STATED PROBLEM:
Transcribe word for word the lines spanning the line with "If you could point out the woman's sandal" through the end of the records.

TASK INPUT:
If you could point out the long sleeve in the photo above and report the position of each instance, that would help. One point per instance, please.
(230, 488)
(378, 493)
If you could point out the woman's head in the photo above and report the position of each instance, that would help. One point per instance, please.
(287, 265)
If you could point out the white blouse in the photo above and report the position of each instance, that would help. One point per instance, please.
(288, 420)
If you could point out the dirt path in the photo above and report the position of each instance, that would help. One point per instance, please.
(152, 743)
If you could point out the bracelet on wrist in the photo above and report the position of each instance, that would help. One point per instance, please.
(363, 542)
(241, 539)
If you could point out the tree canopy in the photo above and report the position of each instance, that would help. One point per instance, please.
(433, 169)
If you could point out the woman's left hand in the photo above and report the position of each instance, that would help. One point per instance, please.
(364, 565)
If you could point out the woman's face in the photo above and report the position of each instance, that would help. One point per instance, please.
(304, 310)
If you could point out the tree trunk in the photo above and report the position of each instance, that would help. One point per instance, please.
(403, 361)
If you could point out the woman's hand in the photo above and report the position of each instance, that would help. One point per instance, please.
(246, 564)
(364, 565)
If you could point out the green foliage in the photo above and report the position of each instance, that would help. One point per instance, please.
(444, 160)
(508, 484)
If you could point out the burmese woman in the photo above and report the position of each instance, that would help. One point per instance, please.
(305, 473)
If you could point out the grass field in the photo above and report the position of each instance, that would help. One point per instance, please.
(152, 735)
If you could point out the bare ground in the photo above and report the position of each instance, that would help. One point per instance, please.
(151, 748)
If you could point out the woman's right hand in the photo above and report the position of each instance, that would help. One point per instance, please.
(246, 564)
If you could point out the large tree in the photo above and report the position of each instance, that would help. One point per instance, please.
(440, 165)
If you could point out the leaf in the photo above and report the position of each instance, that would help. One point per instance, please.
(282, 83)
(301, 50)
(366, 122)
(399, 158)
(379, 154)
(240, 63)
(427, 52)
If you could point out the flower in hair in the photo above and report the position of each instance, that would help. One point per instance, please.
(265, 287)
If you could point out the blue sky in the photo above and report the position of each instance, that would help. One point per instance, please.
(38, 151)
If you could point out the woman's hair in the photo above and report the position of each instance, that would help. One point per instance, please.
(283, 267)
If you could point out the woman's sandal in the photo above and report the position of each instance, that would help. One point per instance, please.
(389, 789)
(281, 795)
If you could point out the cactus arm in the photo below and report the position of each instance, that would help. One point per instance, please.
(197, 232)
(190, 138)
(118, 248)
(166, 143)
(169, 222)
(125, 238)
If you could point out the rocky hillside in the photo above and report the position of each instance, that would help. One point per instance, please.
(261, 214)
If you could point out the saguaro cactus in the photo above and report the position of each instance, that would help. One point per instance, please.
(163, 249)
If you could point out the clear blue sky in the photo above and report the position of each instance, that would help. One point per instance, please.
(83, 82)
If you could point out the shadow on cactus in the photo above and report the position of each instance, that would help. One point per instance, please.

SOLUTION:
If you could point out the woman's sandal in the photo above and report the position of each instance, that would help. One point per instance, please.
(389, 789)
(281, 795)
If you could point out the cactus arm in the photo below and report the position of each instance, that would help. One point per instance, please.
(197, 232)
(190, 138)
(118, 248)
(166, 143)
(169, 222)
(125, 238)
If you could point out the rocky hillside in the photo above and report the position of each instance, that would help. One point per instance, please.
(261, 214)
If you could point out the saguaro cactus in the photo above and report the position of each instance, that would help. One point per instance, please.
(163, 249)
If you could point out the clear blue sky in the photo above and report the position of each instance, that would help. One point per instance, please.
(83, 82)
If you could point out the shadow on cactus in the photo above and report the position of each instance, that would help. One point per instance, please.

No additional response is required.